▶ **PROVIDED PASSAGE**:
Dual Share Class Blundering

Dual Share Class Blundering

We used to send letters to companies and stock exchanges extolling the virtues of single share classes, tag along-rights and ‘one share, one vote’. Today, we actively seek out companies with dual share classes. What has changed?

Download PDF version
"At present, more than 70% of votes are controlled by the Novo Nordisk Foundation. This gives management the ability to deflect two negative influences on proper business planning: M&A pressures driven by activist shareholders, whose only motive is scoring a run-up in the stock price; and financial reporting biased toward short-term quarterly results at the expense of long-term performance. Novo Nordisk has never been for sale, even though over the years some prominent competitors have tried to buy us. We are one of the few multinational companies operating on a 10-year planning cycle.”

- Jesper Hoiland, Novo Nordisk

Firstly, the collapse of time horizons has increased the damage that short-term markets can inflict on listed businesses. Companies lacking a long-term, protective shareholder are much more likely to succumb to the increased short-term pressures of markets. This pressure manifests itself in many ways. Currently the most obvious example is the metamorphosis of many traditional utility companies into financial engineering spreadsheets, designed to maximise ultra-short-term profitability, regardless of what damage that does to the future value of the business. When we meet with utility company management teams today, they are much more keen to discuss the dark arts that are tax shields, ‘nols’, reverse Morris trusts and Geoffrey the Giraffe’s loophole, than water leakage rates, customer complaints or capex plans.

More broadly, short-term pressures have been responsible for the proliferation of value- destroying share buyback schemes, short-term bonuses that can be met simply through reckless balance sheet gearing and highly questionable accounting practices designed to bring forward profits.

Secondly, our appreciation of the value of long-term stewardship has increased as we have placed greater emphasis over time on the investment importance of long-term sustainability positioning.

▶ **DATASET SECTION**:
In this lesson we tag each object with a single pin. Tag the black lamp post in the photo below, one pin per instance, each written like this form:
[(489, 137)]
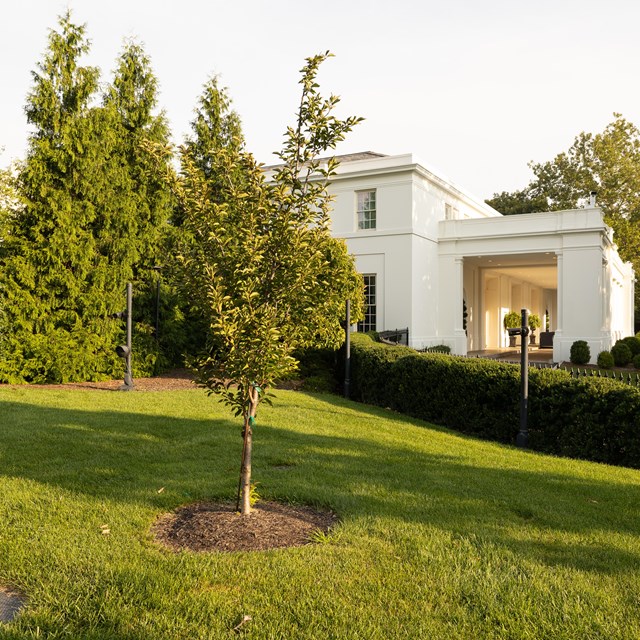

▶ **CHALLENGES**:
1) From the dual share class article, quote the portion that begins at the words "Secondly, our appreciation" and stops after the words "long-term sustainability positioning.".
2) In the dual share class article, which topics are named as the "dark arts" that utility company management teams are keen to discuss? List them all.

▶ **TASK ANSWERS**:
1)
Secondly, our appreciation of the value of long-term stewardship has increased as we have placed greater emphasis over time on the investment importance of long-term sustainability positioning.

2)
- tax shields
- 'nols'
- reverse Morris trusts
- Geoffrey the Giraffe's loophole